___ Source passage ___

This article now turns to the fragmented conditions of self present in Beckett’s last prose works. They represent the mind and its formulations through representation, the mind’s interaction with thoughts, and the ‘nothing’ found at the bottom of thought processes and memory. Although Beckett separated the functional entities, such as both listener, reader and voice of consciousness, he continued to represent the awareness. These representations of aspects of the self in the form of various elements of the self that are interacting and performing the assigned tasks are attempts to overturn the image of the self as singular. For example, eyes are seeing, legs are moving and noses are breathing, and the achievement is the attainment of understanding the self by “annihilating its deception” (Schopenhauer II 1969, 148) and bringing about awareness through observation.
A. ‘The Way’
Beckett’s short prose text, ‘The Way,’ written in mid-May 1981 – at the time of his Schopenhauerian entries in the ‘Sottisier Notebook’ – emphasises this depersonalisation of the self, which has been identified above as drawing upon a specific ‘Schopenhauerian Buddhist’ formulation that stresses the illusion of a singular self. The depersonalisation of the self lifts the illusion (Maya) of the self as singular by direct observation. This observation is not undertaken by thought, or perception formed by thoughts, but experienced reflexively. A perceptual haze suggests that the elements of the self are difficult to isolate within the measurements of time and space. ‘Perceptual haze’ here refers to the ambiguity created by the thoughts in relation to the understanding of the mind as an element of the self. No pronouns or names are given in ‘The Way.’ The absence of names or pronoun is an indication that the analysis is done on one’s own self.

___ Extracted data ___

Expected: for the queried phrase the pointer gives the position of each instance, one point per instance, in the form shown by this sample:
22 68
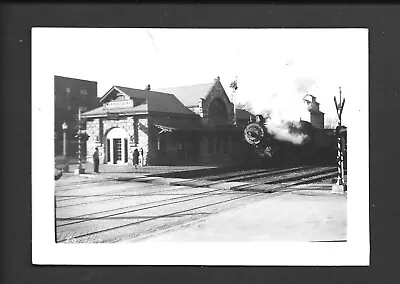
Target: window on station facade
210 144
162 144
225 144
218 145
217 111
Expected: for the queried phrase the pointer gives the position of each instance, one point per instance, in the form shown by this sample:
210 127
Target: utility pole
340 184
234 88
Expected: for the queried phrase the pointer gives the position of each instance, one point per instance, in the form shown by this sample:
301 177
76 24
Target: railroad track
178 205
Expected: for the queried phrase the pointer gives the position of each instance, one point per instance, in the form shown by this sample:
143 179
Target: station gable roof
190 95
150 101
243 114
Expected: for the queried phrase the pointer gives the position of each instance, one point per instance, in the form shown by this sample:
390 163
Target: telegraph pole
234 88
340 184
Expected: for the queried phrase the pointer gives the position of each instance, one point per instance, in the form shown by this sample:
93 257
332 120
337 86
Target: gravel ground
301 215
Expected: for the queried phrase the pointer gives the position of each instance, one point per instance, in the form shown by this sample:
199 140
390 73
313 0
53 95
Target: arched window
218 111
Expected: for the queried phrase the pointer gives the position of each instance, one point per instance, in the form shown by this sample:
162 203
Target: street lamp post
64 128
80 135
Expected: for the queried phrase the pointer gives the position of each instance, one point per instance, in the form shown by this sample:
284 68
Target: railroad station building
188 125
69 95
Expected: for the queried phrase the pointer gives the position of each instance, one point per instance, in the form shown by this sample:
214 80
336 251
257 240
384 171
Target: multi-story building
69 95
184 125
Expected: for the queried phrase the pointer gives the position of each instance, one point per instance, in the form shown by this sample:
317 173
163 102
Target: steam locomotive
294 143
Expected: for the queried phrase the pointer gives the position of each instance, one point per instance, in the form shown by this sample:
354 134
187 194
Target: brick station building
189 125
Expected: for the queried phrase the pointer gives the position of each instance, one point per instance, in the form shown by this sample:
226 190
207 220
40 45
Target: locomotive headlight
253 133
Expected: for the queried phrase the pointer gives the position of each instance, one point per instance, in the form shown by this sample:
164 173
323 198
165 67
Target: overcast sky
275 67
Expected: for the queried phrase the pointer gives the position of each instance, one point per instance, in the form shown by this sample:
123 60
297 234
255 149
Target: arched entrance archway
117 146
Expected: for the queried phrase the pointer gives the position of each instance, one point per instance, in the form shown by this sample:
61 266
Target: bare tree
331 123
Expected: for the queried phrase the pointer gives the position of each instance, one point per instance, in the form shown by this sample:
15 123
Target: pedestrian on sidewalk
135 157
96 160
141 157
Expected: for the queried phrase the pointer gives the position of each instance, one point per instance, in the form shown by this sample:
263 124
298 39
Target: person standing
141 157
96 160
135 157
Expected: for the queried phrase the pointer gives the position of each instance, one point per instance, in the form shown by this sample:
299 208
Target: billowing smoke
289 131
303 85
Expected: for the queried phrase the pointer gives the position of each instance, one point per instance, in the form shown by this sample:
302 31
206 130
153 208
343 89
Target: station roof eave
164 127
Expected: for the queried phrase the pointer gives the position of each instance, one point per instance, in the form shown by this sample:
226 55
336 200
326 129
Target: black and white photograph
200 146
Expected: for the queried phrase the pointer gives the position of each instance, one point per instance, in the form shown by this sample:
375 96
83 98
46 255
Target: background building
69 95
312 114
183 125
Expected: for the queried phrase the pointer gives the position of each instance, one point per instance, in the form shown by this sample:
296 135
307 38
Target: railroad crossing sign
339 131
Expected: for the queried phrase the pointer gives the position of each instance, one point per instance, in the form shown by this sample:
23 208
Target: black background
383 23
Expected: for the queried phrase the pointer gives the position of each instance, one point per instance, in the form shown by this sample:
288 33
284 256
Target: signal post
340 185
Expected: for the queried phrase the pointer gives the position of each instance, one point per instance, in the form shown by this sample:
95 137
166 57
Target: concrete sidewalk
299 215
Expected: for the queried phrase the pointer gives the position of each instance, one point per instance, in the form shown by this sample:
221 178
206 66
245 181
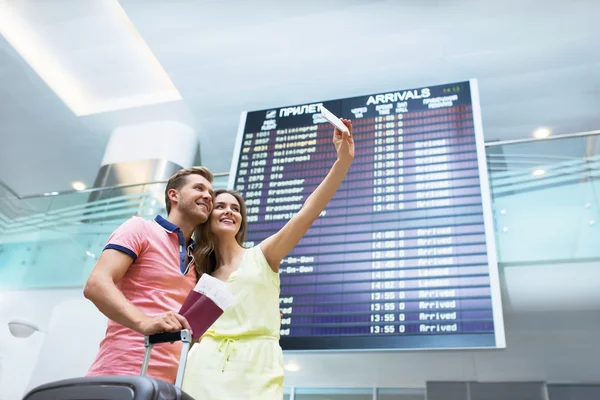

___

Task requirements —
1) According to the passage on Beckett's late prose, when was 'The Way' written?
2) Carry on the passage on Beckett's late prose, picking up after its last sentence.
The items are not needed for anything here.

Task results —
1) It was written in mid-May 1981.

2)
The self in Beckett’s late texts participates in a maze that one encounters while travelling within oneselfThis is akin to the form of Buddhist meditation in which attention is trained inwards and the self becomes an entity comprising various aspects. This movement toward meditative introspection in Beckett is presented across the body from “foot to top and thence on down another way. On back down”; “the ways crossed midway more and less than midway up and down”; “the way up back down” or “in part from on the way” (Beckett 2009, 125). Here, the text presents an observation of the self, but does not name it as such. Rather ‘The Way’ records the movement of observation of the self from top to bottom, the way it is. According to a ‘Schopenhauerian Buddhist’ framework, after the attention is trained across the body, it seems difficult to pinpoint which part of the body can be labelled as self, and thus the text expresses confusion over how to pinpoint a specific place in the corridors of the body that purports to record the elements of the self.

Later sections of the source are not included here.